* 原文摘录 *

Sum Root to Leaf Numbers

https://leetcode.com/problems/sum-root-to-leaf-numbers/description/

Given a binary tree containing digits from 0-9 only, each root-to-leaf path could represent a number.

An example is the root-to-leaf path 1->2->3 which represents the number 123.

Find the total sum of all root-to-leaf numbers.

Thoughts

和pathSum一个路数,只是这里psum不再只是加上,而是有个特殊处理。

Code

/**
 * Definition for a binary tree node.
 * struct TreeNode {
 *     int val;
 *     TreeNode *left;
 *     TreeNode *right;
 *     TreeNode(int x) : val(x), left(NULL), right(NULL) {}
 * };
 */
class Solution {
public:
    int res = 0;
    int sumNumbers(TreeNode* root) {
        dfs(root, 0);
        return res;
    }
    
    void dfs(TreeNode *cur, int psum) {
        if (cur == NULL) return;
        psum = psum * 10 + cur->val;
        if (cur->left == NULL && cur->right == NULL) res += psum;
        dfs(cur->left, psum);
        dfs(cur->right, psum);
    }
};

Analysis

时间复杂度为一次遍历O(n)

* 数据内容 *
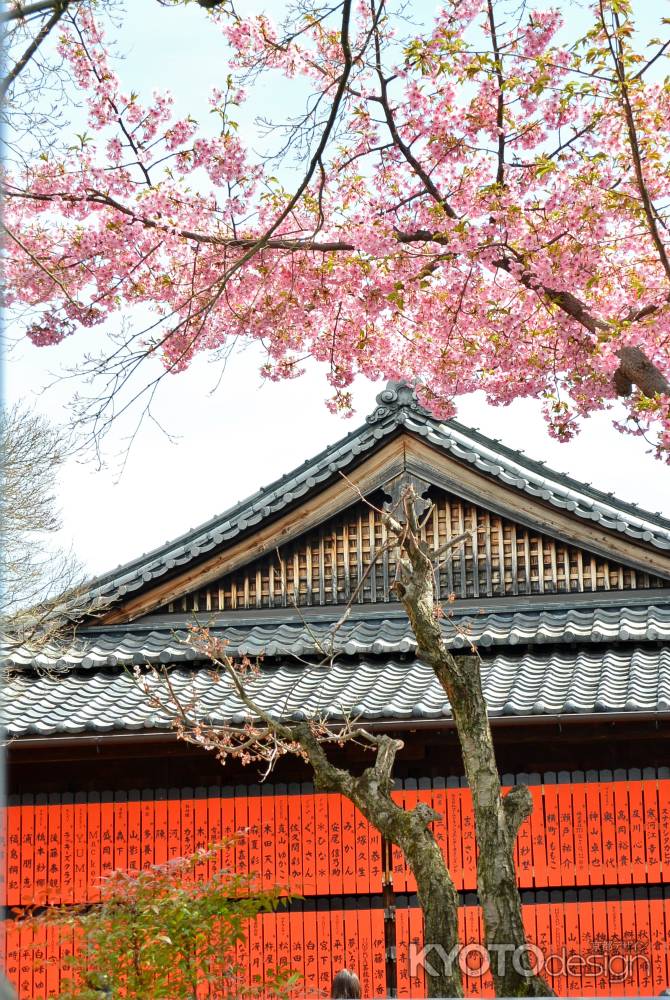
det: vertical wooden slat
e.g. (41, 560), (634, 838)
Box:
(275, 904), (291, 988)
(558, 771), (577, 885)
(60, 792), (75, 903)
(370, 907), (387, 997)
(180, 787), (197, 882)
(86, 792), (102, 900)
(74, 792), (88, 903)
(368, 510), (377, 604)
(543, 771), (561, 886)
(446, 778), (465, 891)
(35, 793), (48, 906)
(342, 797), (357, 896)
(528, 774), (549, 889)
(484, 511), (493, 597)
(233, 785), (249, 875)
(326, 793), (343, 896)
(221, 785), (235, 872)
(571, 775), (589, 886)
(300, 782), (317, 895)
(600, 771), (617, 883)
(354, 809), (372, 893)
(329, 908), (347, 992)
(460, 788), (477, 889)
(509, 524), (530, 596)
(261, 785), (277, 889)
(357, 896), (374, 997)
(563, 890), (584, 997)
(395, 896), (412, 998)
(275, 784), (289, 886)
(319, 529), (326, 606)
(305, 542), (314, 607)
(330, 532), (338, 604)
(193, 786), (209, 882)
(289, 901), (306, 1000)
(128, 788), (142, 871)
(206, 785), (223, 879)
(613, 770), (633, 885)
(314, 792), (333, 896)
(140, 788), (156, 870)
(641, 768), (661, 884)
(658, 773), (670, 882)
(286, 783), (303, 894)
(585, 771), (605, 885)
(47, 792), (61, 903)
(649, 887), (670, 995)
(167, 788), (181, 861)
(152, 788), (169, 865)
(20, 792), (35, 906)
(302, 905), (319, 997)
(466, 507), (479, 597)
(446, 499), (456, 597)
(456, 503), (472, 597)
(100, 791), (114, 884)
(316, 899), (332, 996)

* 任务目标 *
把摘录里从“Given a binary”到“all root-to-leaf numbers.”这一段一字不差地照抄出来。 请只根据摘录来完成。

* 输出结果 *
Given a binary tree containing digits from 0-9 only, each root-to-leaf path could represent a number.

An example is the root-to-leaf path 1->2->3 which represents the number 123.

Find the total sum of all root-to-leaf numbers.